### REQUESTS
[1] List every type of annuity named in the article on annuity present and future value below.
[2] Resume the article on annuity present and future value below and keep writing from its final sentence onward.

### SOURCE EXCERPT
==========
When planning ahead for retirement, both current and future financial objectives matter. This can include determining how much you need to invest now if you want to have a certain amount of income when you retire… and this is where the present value and future value of annuities comes into play.
Why Both Present and Future Value of an Annuity Matter
Present value and future value are terms that are oftentimes used with regard to annuities. In this case, the present value refers to the sum of money that needs to be contributed now in order to guarantee a certain amount of income payment in the future.
The future value is the dollar amount that will accrue over time when the sum (i.e., the present value) is invested. Therefore, the present value of the annuity is the amount that you must invest in order to realize the future value.
What is the Relationship Between the Present and the Future Value of an Annuity?
There are different types of annuities available in the marketplace. These include immediate and deferred, whereby immediate annuities pay out income right away, and deferred annuities can begin their payout at a time in the future (if at all).
In addition, there are also fixed and variable annuities. The return on a fixed annuity is based on an interest rate that is set by the offering insurance company. Variable annuities, though, base their return on the performance of underlying investments.
==========
Annotation records
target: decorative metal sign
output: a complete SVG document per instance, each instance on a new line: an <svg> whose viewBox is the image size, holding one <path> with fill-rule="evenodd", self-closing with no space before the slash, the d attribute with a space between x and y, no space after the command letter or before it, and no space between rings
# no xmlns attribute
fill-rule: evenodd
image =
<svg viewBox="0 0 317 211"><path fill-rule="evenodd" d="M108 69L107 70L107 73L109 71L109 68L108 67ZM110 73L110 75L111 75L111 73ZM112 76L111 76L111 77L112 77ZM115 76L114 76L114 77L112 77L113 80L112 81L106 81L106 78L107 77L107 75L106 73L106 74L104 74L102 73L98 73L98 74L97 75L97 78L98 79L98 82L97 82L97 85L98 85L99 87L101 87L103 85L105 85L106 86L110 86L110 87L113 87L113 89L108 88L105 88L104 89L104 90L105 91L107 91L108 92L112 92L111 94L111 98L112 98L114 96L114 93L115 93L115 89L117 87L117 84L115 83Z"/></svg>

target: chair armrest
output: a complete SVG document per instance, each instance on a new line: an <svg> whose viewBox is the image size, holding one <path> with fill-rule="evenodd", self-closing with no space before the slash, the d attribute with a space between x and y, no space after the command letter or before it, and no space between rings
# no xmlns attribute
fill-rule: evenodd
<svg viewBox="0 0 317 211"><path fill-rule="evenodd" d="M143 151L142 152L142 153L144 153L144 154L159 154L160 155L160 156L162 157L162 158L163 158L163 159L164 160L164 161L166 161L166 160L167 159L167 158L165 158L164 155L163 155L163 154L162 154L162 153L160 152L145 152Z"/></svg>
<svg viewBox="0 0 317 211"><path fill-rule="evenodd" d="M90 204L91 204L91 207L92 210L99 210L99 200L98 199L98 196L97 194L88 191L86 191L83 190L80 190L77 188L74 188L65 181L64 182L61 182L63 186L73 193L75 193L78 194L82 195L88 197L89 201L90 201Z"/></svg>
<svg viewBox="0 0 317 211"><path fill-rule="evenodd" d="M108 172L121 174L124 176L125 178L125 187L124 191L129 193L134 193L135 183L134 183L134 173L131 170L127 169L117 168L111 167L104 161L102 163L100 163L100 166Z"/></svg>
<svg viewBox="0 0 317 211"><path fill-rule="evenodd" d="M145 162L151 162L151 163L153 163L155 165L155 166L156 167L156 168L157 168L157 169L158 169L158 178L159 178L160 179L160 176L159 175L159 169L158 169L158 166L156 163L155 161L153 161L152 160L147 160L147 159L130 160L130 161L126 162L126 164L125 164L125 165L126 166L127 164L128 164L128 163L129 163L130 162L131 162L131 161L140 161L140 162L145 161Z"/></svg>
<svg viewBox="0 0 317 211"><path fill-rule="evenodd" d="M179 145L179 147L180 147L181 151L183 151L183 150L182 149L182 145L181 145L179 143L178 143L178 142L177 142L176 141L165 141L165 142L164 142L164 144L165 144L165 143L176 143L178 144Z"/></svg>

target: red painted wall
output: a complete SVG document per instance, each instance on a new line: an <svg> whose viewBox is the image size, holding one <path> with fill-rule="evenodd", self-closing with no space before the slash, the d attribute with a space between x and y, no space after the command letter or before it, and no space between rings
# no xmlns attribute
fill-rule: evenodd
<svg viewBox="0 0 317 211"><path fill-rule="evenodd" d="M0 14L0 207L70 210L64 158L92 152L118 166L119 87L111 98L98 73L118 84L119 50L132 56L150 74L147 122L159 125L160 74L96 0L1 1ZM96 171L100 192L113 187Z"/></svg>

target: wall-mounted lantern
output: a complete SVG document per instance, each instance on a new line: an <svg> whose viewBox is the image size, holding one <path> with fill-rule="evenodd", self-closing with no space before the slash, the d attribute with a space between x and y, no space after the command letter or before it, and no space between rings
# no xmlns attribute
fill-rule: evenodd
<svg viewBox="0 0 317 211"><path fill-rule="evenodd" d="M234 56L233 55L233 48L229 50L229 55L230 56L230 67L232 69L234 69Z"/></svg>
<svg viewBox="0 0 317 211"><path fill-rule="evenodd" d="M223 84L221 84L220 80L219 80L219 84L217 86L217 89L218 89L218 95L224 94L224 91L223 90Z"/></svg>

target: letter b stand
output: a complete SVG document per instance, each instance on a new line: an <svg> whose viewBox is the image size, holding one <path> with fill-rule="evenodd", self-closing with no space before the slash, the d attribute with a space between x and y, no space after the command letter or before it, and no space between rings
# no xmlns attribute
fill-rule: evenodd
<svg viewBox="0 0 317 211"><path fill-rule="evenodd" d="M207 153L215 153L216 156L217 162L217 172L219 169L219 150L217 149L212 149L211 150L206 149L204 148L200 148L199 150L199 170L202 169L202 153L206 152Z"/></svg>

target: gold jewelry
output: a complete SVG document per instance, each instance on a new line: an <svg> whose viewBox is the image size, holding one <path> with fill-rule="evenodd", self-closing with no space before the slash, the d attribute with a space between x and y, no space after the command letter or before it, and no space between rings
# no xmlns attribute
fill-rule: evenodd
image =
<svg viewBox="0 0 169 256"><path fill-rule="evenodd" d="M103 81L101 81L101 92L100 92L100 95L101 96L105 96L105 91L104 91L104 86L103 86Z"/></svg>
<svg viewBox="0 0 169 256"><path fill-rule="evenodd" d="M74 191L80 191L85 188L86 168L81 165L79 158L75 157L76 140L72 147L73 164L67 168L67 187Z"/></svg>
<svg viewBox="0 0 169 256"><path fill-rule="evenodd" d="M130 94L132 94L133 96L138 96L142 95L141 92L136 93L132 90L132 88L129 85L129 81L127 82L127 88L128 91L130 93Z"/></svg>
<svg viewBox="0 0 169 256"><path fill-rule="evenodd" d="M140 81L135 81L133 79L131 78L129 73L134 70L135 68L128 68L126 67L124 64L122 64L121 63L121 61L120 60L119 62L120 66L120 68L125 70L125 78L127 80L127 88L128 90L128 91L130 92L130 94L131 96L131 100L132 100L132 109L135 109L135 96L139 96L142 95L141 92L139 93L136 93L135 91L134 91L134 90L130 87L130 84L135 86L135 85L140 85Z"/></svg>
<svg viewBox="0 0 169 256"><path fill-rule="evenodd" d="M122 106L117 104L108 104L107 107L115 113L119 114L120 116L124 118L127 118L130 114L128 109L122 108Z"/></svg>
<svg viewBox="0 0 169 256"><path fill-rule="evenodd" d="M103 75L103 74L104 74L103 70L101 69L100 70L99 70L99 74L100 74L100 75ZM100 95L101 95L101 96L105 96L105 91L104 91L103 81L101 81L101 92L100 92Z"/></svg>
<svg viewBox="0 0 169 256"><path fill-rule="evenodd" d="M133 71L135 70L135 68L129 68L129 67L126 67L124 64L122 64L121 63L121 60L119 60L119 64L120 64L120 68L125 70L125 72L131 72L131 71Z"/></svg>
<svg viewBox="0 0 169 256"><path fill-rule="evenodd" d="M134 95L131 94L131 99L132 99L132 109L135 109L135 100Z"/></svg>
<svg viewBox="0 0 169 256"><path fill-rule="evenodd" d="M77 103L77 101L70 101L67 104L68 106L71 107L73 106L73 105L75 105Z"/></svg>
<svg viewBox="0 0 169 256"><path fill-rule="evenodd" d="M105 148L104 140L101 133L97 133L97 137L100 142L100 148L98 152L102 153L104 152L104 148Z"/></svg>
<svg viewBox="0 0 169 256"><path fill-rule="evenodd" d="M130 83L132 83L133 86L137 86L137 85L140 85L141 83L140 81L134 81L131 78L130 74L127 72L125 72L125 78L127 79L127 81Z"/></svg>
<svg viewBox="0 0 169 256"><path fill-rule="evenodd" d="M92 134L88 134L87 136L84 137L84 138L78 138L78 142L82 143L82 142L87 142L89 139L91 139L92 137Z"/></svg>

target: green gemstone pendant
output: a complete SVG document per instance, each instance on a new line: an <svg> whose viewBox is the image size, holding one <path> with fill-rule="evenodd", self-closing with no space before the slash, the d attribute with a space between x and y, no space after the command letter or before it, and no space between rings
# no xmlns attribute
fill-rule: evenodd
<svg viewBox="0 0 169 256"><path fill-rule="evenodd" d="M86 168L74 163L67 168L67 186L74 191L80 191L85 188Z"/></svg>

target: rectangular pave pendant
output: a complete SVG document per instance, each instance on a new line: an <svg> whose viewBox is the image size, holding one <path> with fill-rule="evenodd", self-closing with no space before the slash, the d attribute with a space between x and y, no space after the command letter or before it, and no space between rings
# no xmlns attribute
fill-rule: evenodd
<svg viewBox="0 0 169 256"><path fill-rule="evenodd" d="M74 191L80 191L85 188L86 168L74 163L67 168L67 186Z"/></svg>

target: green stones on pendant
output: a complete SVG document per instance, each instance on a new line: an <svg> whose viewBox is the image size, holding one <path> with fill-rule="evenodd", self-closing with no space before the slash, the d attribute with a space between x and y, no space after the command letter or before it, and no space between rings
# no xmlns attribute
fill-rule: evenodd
==========
### WRITTEN RESPONSES
[1]
- Immediate annuities
- Deferred annuities
- Fixed annuities
- Variable annuities

[2]
With regard to present and future values of annuities, the calculation of each of these figures assumes a regular annuity that has a fixed rate of growth. This is because there are too many uncertainties with variable annuities.
When an annuity is purchased, the insurance company that offers it will take a certain sum of money and invest it (as well as deduct any charges and fees that are due). The owner or annuitant (i.e., the recipient of the annuity’s income) will then receive a preset amount of money in regular intervals – such as monthly or annually – over either a preset time period (like 10 or 20 years) or over his or her lifetime.
It is important to keep in mind that both the present and the future value of an annuity can be dependent on a number of different factors. For example, using the interest rate that is offered by the insurance carrier on the annuity, along with the desired income amount, and the number of payments that are to be made, the present value calculation will discount the value of the future payments in order to come up with the necessary contribution to be made.
Is an Annuity Right for Your Retirement Plan?
Creating a retirement income plan can involve a number of moving parts. But it is definitely something you want to get right because, in this area, there are no do-overs. If you’d like to learn more about how annuities can help you to create a solid and reliable foundation for your income in retirement, Annuity Gator can help.
At Annuity Gator, our mission is on educating consumers and financial professionals on how annuities may fit both before and during retirement. So, feel free to reach out to us any time at (888) 440-2468, or via email through our secure online contact form. We look forward to hearing from you.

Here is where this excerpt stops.